▶ EXERCISE REQUIREMENTS
Rewrite the items below with every "concrete curb" changed to "stone curb" and nothing else altered. Leave out the pictures.

▶ MATERIAL FOR THE TASK

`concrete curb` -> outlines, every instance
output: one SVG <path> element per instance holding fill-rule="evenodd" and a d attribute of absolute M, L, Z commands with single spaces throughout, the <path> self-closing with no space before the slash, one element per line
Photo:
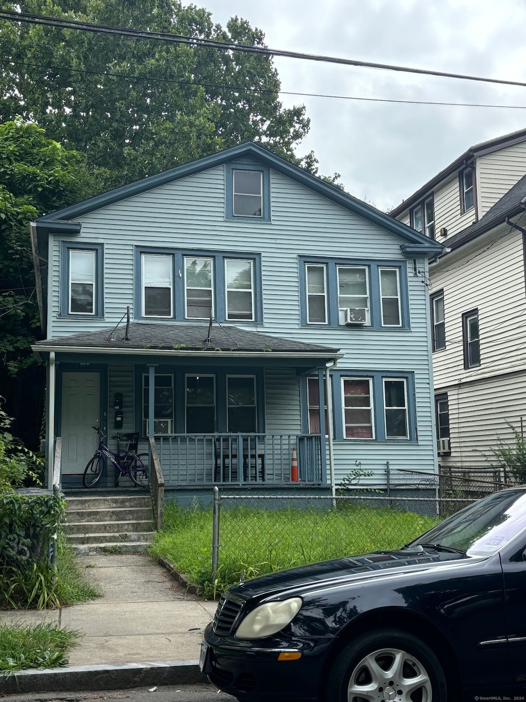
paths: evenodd
<path fill-rule="evenodd" d="M 166 661 L 32 669 L 0 675 L 0 693 L 96 691 L 208 682 L 198 661 Z"/>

▶ OUTPUT OF THE EXERCISE
`stone curb` -> outlines, every instance
output: one SVG <path> element per instance holding fill-rule="evenodd" and a d attribute of absolute M, L, Z commands with single spaces throughout, the <path> self-closing with no space before the slash, one element per line
Photo:
paths: evenodd
<path fill-rule="evenodd" d="M 166 661 L 32 669 L 0 675 L 0 693 L 96 691 L 208 682 L 198 661 Z"/>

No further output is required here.